(DOCUMENT EXCERPT Opens)

While collaboration and policymaking are crucial to our efforts, we must also empower women to advocate for their own well-being. Empowering women to speak out and take personal responsibility for their own health comes with education and encouragement from the healthcare community. Women must know how to be proactive regarding their own health and safety and know that it’s okay to do so.

We need to develop a culture where patients, families, and staff are all informed about potential risk factors. Everyone should be encouraged to speak up when they feel concerned for their own well-being or that of a family member or a patient. The pneumonic CUS from the TeamSTEPPS philosophy can be used as an impetus to drive escalation of care:

  • C = I am concerned.
  • U = I am uncomfortable.
  • S = This is a safety issue.

(DOCUMENT EXCERPT Closes)

• EXERCISE AIM
Can you transcribe the passage on speaking up about health and safety, starting at "While collaboration and" and ending at "I am uncomfortable."?

(SOURCE INFORMATION Opens)

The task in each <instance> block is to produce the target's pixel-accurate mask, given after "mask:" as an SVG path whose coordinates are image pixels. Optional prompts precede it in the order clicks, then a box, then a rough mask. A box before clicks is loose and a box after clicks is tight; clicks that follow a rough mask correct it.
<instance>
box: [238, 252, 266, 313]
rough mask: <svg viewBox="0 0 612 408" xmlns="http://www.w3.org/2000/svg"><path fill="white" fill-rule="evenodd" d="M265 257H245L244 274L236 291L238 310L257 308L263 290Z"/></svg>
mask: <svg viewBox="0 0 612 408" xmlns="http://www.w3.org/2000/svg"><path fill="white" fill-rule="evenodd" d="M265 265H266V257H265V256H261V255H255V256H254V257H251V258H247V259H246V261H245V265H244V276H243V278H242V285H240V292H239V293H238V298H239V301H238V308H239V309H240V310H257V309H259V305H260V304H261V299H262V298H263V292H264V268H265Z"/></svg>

(SOURCE INFORMATION Closes)
(SOURCE INFORMATION Opens)

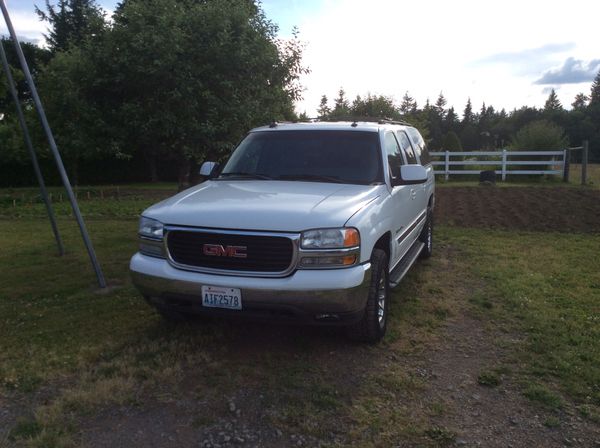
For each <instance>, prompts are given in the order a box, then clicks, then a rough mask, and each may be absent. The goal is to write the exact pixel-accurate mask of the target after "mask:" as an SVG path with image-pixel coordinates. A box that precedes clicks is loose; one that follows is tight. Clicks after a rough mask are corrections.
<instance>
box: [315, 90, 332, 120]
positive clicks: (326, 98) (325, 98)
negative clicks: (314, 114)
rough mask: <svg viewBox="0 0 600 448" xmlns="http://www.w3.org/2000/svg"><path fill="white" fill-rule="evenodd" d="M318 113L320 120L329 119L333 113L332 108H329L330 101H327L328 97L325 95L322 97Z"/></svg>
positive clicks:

(SOURCE INFORMATION Closes)

• COMPLETED EXERCISE
While collaboration and policymaking are crucial to our efforts, we must also empower women to advocate for their own well-being. Empowering women to speak out and take personal responsibility for their own health comes with education and encouragement from the healthcare community. Women must know how to be proactive regarding their own health and safety and know that it’s okay to do so.

We need to develop a culture where patients, families, and staff are all informed about potential risk factors. Everyone should be encouraged to speak up when they feel concerned for their own well-being or that of a family member or a patient. The pneumonic CUS from the TeamSTEPPS philosophy can be used as an impetus to drive escalation of care:

  • C = I am concerned.
  • U = I am uncomfortable.